● Problem to work on
Identify every line of the data that contains the string "Target", and copy each of those lines.

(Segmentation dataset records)
┄┄┄┄┄┄

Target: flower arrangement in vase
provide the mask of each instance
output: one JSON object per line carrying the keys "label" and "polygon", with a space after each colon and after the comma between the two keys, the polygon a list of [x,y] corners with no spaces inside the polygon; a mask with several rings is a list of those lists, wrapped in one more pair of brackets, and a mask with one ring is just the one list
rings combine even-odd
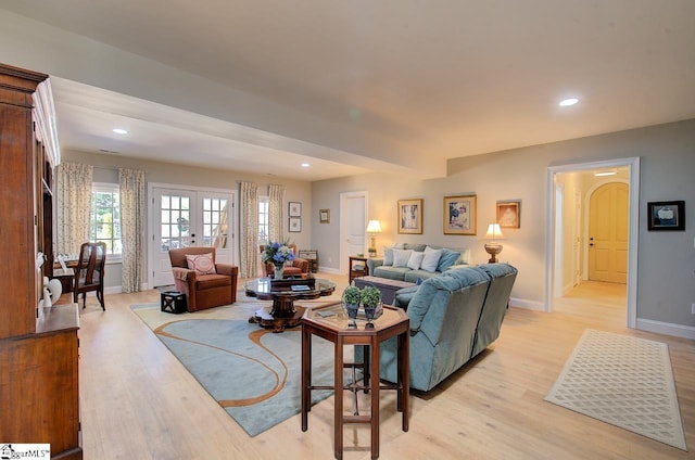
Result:
{"label": "flower arrangement in vase", "polygon": [[275,266],[275,279],[280,280],[282,279],[285,263],[294,260],[294,252],[287,243],[278,243],[276,241],[275,243],[266,244],[261,255],[261,260],[263,260],[264,264],[273,264]]}

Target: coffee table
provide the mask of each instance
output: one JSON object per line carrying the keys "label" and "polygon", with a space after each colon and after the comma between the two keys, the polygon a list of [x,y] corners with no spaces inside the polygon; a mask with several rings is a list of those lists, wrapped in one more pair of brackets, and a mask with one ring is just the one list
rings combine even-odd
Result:
{"label": "coffee table", "polygon": [[[313,283],[311,282],[313,281]],[[305,285],[304,291],[293,291],[293,285]],[[331,295],[336,291],[336,283],[324,279],[283,279],[277,282],[270,278],[257,278],[243,285],[248,296],[261,301],[273,301],[269,307],[263,307],[249,318],[263,328],[273,328],[273,332],[282,332],[285,328],[300,324],[304,308],[295,306],[294,301],[318,298]]]}

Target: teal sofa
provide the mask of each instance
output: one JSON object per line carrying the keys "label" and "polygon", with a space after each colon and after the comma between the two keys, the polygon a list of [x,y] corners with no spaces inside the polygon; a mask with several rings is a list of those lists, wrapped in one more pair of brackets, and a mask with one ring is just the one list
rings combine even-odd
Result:
{"label": "teal sofa", "polygon": [[[500,336],[516,276],[507,264],[452,268],[396,293],[410,319],[410,387],[430,391]],[[396,358],[395,338],[384,341],[381,379],[396,382]]]}
{"label": "teal sofa", "polygon": [[[416,283],[419,280],[439,277],[450,268],[455,268],[468,264],[470,250],[448,248],[427,244],[399,244],[383,248],[383,257],[367,259],[367,268],[372,277],[387,278],[389,280],[406,281]],[[399,260],[401,254],[409,252],[412,257]],[[425,254],[438,252],[439,256],[429,266],[422,266]],[[394,254],[395,253],[395,254]],[[416,259],[419,256],[419,263]],[[432,259],[430,259],[432,260]]]}

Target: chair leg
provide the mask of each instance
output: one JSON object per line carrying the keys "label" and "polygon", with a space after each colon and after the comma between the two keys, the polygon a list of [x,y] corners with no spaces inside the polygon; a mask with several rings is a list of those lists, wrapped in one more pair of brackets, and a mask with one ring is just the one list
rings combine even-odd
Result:
{"label": "chair leg", "polygon": [[104,306],[104,293],[101,290],[97,290],[97,299],[101,304],[101,309],[106,311],[106,307]]}

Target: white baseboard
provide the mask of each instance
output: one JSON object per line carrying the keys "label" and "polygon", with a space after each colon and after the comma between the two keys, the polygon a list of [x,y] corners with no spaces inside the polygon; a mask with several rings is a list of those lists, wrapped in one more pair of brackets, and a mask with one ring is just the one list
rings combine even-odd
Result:
{"label": "white baseboard", "polygon": [[528,301],[525,298],[511,297],[509,298],[510,307],[526,308],[534,311],[545,311],[545,305],[542,302]]}
{"label": "white baseboard", "polygon": [[673,324],[670,322],[637,318],[636,329],[639,329],[640,331],[656,332],[657,334],[666,334],[673,335],[675,337],[695,340],[695,328],[692,325]]}

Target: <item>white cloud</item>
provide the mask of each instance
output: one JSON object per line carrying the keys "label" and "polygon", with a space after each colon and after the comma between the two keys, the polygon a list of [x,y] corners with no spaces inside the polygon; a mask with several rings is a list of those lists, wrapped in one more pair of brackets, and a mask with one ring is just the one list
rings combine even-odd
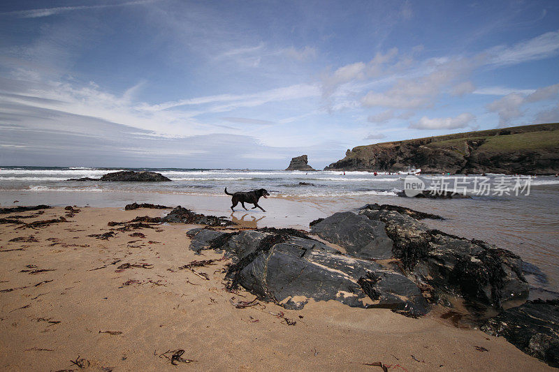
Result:
{"label": "white cloud", "polygon": [[268,120],[260,120],[258,119],[250,119],[246,117],[223,117],[222,119],[227,121],[231,121],[231,123],[240,123],[243,124],[257,124],[257,125],[269,126],[275,124],[273,121],[270,121]]}
{"label": "white cloud", "polygon": [[518,93],[511,93],[502,98],[489,103],[486,107],[488,111],[499,114],[499,126],[508,124],[513,119],[523,114],[521,106],[525,102],[525,96]]}
{"label": "white cloud", "polygon": [[386,137],[386,135],[384,135],[382,133],[371,133],[369,135],[368,135],[367,137],[365,137],[365,138],[363,138],[363,140],[382,140],[382,138],[384,138]]}
{"label": "white cloud", "polygon": [[429,119],[423,117],[416,123],[412,124],[409,128],[415,129],[457,129],[465,128],[476,119],[470,112],[464,112],[456,117],[440,117]]}
{"label": "white cloud", "polygon": [[388,121],[394,117],[394,110],[386,110],[377,114],[376,115],[369,115],[367,118],[367,121],[370,121],[371,123],[384,123],[384,121]]}
{"label": "white cloud", "polygon": [[549,110],[546,110],[537,114],[536,120],[538,123],[559,122],[559,103]]}
{"label": "white cloud", "polygon": [[557,96],[558,92],[559,92],[559,84],[539,88],[526,97],[526,102],[537,102],[551,99]]}
{"label": "white cloud", "polygon": [[294,47],[289,47],[284,51],[285,54],[298,61],[307,61],[317,57],[317,50],[314,47],[306,46],[302,49],[296,49]]}
{"label": "white cloud", "polygon": [[531,94],[535,89],[515,89],[514,88],[507,88],[505,87],[486,87],[485,88],[478,88],[472,93],[474,94],[483,94],[487,96],[507,96],[511,93],[520,93],[521,94]]}
{"label": "white cloud", "polygon": [[38,18],[41,17],[48,17],[66,12],[75,10],[85,10],[87,9],[100,9],[103,8],[115,8],[117,6],[128,6],[131,5],[140,5],[153,3],[157,0],[138,0],[137,1],[127,1],[119,4],[106,4],[106,5],[84,5],[78,6],[60,6],[57,8],[43,8],[41,9],[30,9],[29,10],[15,10],[13,12],[4,12],[0,14],[13,15],[22,18]]}
{"label": "white cloud", "polygon": [[530,94],[517,92],[510,93],[502,98],[494,101],[486,105],[488,111],[496,112],[499,115],[499,126],[505,126],[514,119],[524,114],[522,107],[527,103],[546,101],[554,98],[559,92],[559,84],[543,87],[533,91]]}
{"label": "white cloud", "polygon": [[469,94],[473,92],[475,89],[476,88],[472,82],[464,82],[455,85],[451,91],[451,94],[461,97],[465,94]]}
{"label": "white cloud", "polygon": [[488,56],[490,64],[506,66],[549,58],[558,53],[559,31],[547,32],[511,47],[494,47],[484,54]]}

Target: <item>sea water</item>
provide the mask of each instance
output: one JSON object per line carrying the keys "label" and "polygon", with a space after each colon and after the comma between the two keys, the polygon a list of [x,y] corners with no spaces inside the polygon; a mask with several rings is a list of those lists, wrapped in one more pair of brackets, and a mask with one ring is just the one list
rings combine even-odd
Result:
{"label": "sea water", "polygon": [[[308,229],[308,223],[336,211],[368,203],[392,204],[440,215],[443,221],[425,222],[432,228],[468,239],[479,239],[509,249],[536,264],[548,275],[548,288],[559,287],[559,178],[515,177],[502,174],[421,176],[428,188],[458,185],[471,198],[402,198],[406,176],[368,172],[299,172],[266,170],[136,168],[161,173],[173,182],[68,181],[99,178],[129,169],[96,168],[0,168],[0,204],[48,204],[119,207],[134,201],[181,204],[199,213],[232,219],[258,221],[258,225]],[[480,180],[493,187],[479,193]],[[499,190],[498,184],[523,188]],[[301,184],[302,183],[302,184]],[[528,184],[527,185],[527,183]],[[528,189],[525,187],[528,186]],[[266,188],[270,199],[259,209],[232,214],[224,193]],[[502,188],[501,188],[502,189]],[[488,191],[486,190],[486,191]],[[507,191],[506,190],[504,191]],[[279,208],[280,200],[283,206]],[[280,215],[281,212],[281,215]]]}

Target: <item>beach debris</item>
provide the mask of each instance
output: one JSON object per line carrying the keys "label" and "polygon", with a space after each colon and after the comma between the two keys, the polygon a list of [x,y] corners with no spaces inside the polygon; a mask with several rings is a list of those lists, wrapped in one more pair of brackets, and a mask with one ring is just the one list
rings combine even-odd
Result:
{"label": "beach debris", "polygon": [[71,205],[68,205],[64,207],[64,210],[66,211],[66,217],[73,217],[76,213],[81,211],[81,209],[78,209],[76,208],[75,209],[72,207]]}
{"label": "beach debris", "polygon": [[48,323],[50,323],[50,325],[47,327],[50,327],[51,325],[57,325],[59,323],[61,323],[62,322],[60,320],[51,320],[52,318],[36,318],[35,320],[37,322],[46,322]]}
{"label": "beach debris", "polygon": [[25,224],[24,222],[20,221],[20,220],[16,220],[15,218],[0,218],[0,223],[4,225],[24,225]]}
{"label": "beach debris", "polygon": [[153,265],[147,263],[140,263],[140,264],[124,263],[117,267],[117,269],[115,270],[115,272],[122,272],[126,269],[130,269],[131,267],[136,267],[138,269],[153,269]]}
{"label": "beach debris", "polygon": [[204,272],[201,272],[201,271],[197,271],[194,270],[194,267],[203,267],[205,266],[209,266],[209,265],[217,265],[215,262],[217,262],[218,261],[222,261],[224,260],[225,260],[225,258],[217,258],[217,259],[212,259],[212,260],[194,260],[194,261],[191,262],[189,264],[187,264],[187,265],[185,265],[184,266],[181,266],[178,269],[180,270],[182,269],[187,269],[190,270],[192,272],[192,274],[194,274],[194,275],[196,275],[196,276],[198,276],[198,277],[200,277],[200,278],[203,278],[204,280],[209,281],[210,280],[210,277],[208,276],[207,274],[205,274]]}
{"label": "beach debris", "polygon": [[203,214],[196,214],[180,205],[169,212],[169,214],[161,218],[161,220],[163,222],[196,223],[208,225],[210,226],[230,226],[234,225],[234,223],[228,220],[226,217],[216,217],[215,216],[205,216]]}
{"label": "beach debris", "polygon": [[424,360],[419,360],[419,359],[416,358],[414,355],[411,355],[412,359],[416,362],[419,362],[419,363],[425,363]]}
{"label": "beach debris", "polygon": [[[192,238],[191,248],[201,233]],[[300,230],[243,230],[205,245],[217,252],[225,251],[225,256],[233,259],[226,274],[227,290],[241,285],[261,300],[285,308],[300,309],[313,298],[355,307],[389,308],[414,316],[428,311],[420,290],[405,275],[372,260],[342,255]],[[369,295],[375,304],[363,302]],[[302,299],[293,299],[298,297]]]}
{"label": "beach debris", "polygon": [[170,179],[166,177],[161,173],[157,173],[155,172],[149,172],[147,170],[140,170],[140,172],[134,172],[133,170],[119,170],[117,172],[111,172],[110,173],[103,174],[101,178],[71,178],[66,181],[161,182],[170,181]]}
{"label": "beach debris", "polygon": [[256,302],[256,300],[258,299],[258,298],[255,298],[252,301],[236,301],[236,302],[233,302],[233,299],[235,297],[233,297],[232,299],[229,299],[229,302],[231,304],[231,305],[233,305],[233,306],[235,306],[237,308],[246,308],[247,307],[251,307],[251,306],[254,306],[259,304],[258,302]]}
{"label": "beach debris", "polygon": [[87,236],[101,240],[108,240],[109,238],[115,237],[115,235],[116,233],[114,231],[109,231],[108,232],[103,232],[103,234],[92,234],[91,235]]}
{"label": "beach debris", "polygon": [[124,207],[124,210],[131,211],[133,209],[138,209],[138,208],[151,208],[152,209],[170,209],[170,207],[166,207],[164,205],[154,204],[150,203],[138,204],[137,202],[134,202],[132,204],[126,204],[126,206]]}
{"label": "beach debris", "polygon": [[25,351],[55,351],[52,349],[43,349],[43,348],[31,348],[31,349],[25,349]]}
{"label": "beach debris", "polygon": [[449,310],[441,315],[441,319],[449,319],[456,328],[465,328],[465,326],[460,326],[460,321],[464,317],[464,314],[461,314],[453,310]]}
{"label": "beach debris", "polygon": [[70,362],[71,362],[73,364],[78,366],[80,369],[87,368],[91,365],[89,360],[85,358],[80,358],[80,355],[78,355],[75,360],[71,360]]}
{"label": "beach debris", "polygon": [[184,354],[184,350],[183,349],[167,350],[165,352],[160,354],[159,357],[166,358],[173,366],[177,366],[178,365],[178,364],[177,363],[177,362],[180,362],[181,363],[198,362],[197,360],[183,358],[182,357],[183,354]]}
{"label": "beach debris", "polygon": [[121,262],[122,260],[117,260],[116,261],[115,261],[115,262],[113,262],[112,263],[110,263],[110,264],[109,264],[109,265],[106,265],[105,266],[101,266],[101,267],[96,267],[95,269],[90,269],[90,270],[87,270],[87,271],[94,271],[94,270],[99,270],[99,269],[104,269],[104,268],[106,268],[106,267],[109,267],[109,266],[110,266],[110,265],[117,265],[117,263],[119,263],[119,262]]}
{"label": "beach debris", "polygon": [[10,218],[13,218],[13,219],[15,219],[15,218],[34,218],[35,217],[41,216],[43,213],[45,213],[45,211],[38,211],[37,213],[34,213],[33,214],[28,214],[27,216],[24,216],[24,215],[21,215],[21,214],[14,214],[14,215],[10,216]]}
{"label": "beach debris", "polygon": [[270,313],[275,315],[276,318],[281,319],[282,323],[285,322],[285,324],[286,324],[287,325],[295,325],[297,324],[297,322],[296,322],[295,320],[291,320],[289,318],[286,318],[285,316],[285,313],[284,313],[283,311],[280,311],[277,314],[273,314],[272,313]]}
{"label": "beach debris", "polygon": [[[27,267],[30,267],[31,269],[33,269],[34,267],[36,267],[36,266],[35,266],[35,265],[27,265]],[[42,272],[47,272],[47,271],[54,271],[55,270],[56,270],[56,269],[37,269],[36,270],[31,270],[31,269],[28,270],[28,269],[24,269],[24,270],[21,270],[20,272],[27,272],[27,274],[29,274],[30,275],[35,275],[36,274],[41,274]]]}
{"label": "beach debris", "polygon": [[214,258],[211,260],[194,260],[194,261],[188,263],[184,266],[181,266],[179,267],[180,269],[191,269],[193,267],[203,267],[204,266],[209,266],[211,265],[217,265],[215,262],[223,261],[225,260],[225,258]]}
{"label": "beach debris", "polygon": [[24,306],[18,307],[17,308],[14,308],[13,310],[10,310],[9,312],[12,313],[13,311],[15,311],[16,310],[22,310],[23,308],[29,308],[30,306],[31,306],[31,304],[28,304],[25,305]]}
{"label": "beach debris", "polygon": [[10,208],[0,208],[0,214],[7,214],[8,213],[22,212],[26,211],[36,211],[38,209],[48,209],[48,205],[36,205],[34,207],[13,207]]}
{"label": "beach debris", "polygon": [[109,221],[107,223],[108,226],[116,226],[117,225],[128,225],[134,223],[145,222],[147,223],[161,223],[161,217],[150,217],[149,216],[138,216],[132,220],[124,222],[115,222],[114,221]]}
{"label": "beach debris", "polygon": [[416,211],[415,209],[412,209],[410,208],[406,208],[405,207],[400,207],[399,205],[391,205],[389,204],[379,204],[377,203],[375,204],[368,204],[359,208],[359,210],[363,209],[372,209],[372,210],[377,210],[377,211],[393,211],[398,212],[400,214],[406,214],[412,218],[415,218],[416,220],[422,220],[424,218],[428,218],[432,220],[444,220],[443,217],[438,216],[437,214],[431,214],[430,213],[425,213],[419,211]]}
{"label": "beach debris", "polygon": [[122,332],[120,331],[99,331],[99,333],[106,333],[111,336],[118,336],[119,334],[122,334]]}
{"label": "beach debris", "polygon": [[384,372],[388,372],[389,371],[388,367],[386,365],[383,364],[381,362],[373,362],[372,363],[363,363],[363,365],[380,367]]}
{"label": "beach debris", "polygon": [[122,228],[119,228],[117,229],[118,231],[130,231],[132,230],[139,230],[139,229],[152,229],[154,228],[153,225],[148,225],[147,223],[143,223],[141,222],[138,222],[137,223],[128,223],[124,225]]}
{"label": "beach debris", "polygon": [[131,285],[132,284],[141,284],[142,283],[137,279],[128,279],[122,283],[122,285]]}
{"label": "beach debris", "polygon": [[[17,221],[17,220],[16,220]],[[45,221],[36,221],[34,222],[30,222],[29,223],[26,223],[22,221],[18,221],[18,224],[22,224],[22,226],[19,226],[16,228],[17,229],[25,229],[25,228],[31,228],[31,229],[36,229],[37,228],[44,228],[45,226],[48,226],[49,225],[52,225],[52,223],[58,223],[60,222],[68,222],[68,220],[64,218],[64,217],[59,217],[58,218],[52,218],[50,220],[45,220]]]}
{"label": "beach debris", "polygon": [[40,281],[40,282],[38,282],[37,284],[34,284],[33,286],[34,286],[34,287],[38,287],[39,285],[43,285],[43,284],[45,284],[45,283],[50,283],[50,282],[51,282],[51,281],[52,281],[53,280],[54,280],[54,279],[50,279],[50,281]]}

┄┄┄┄┄┄

● Solution for this problem
Target: flower arrangement in vase
Target: coffee table
Target: teal sofa
Target: chair leg
Target: white baseboard
Target: <item>white cloud</item>
Target: <item>sea water</item>
Target: <item>beach debris</item>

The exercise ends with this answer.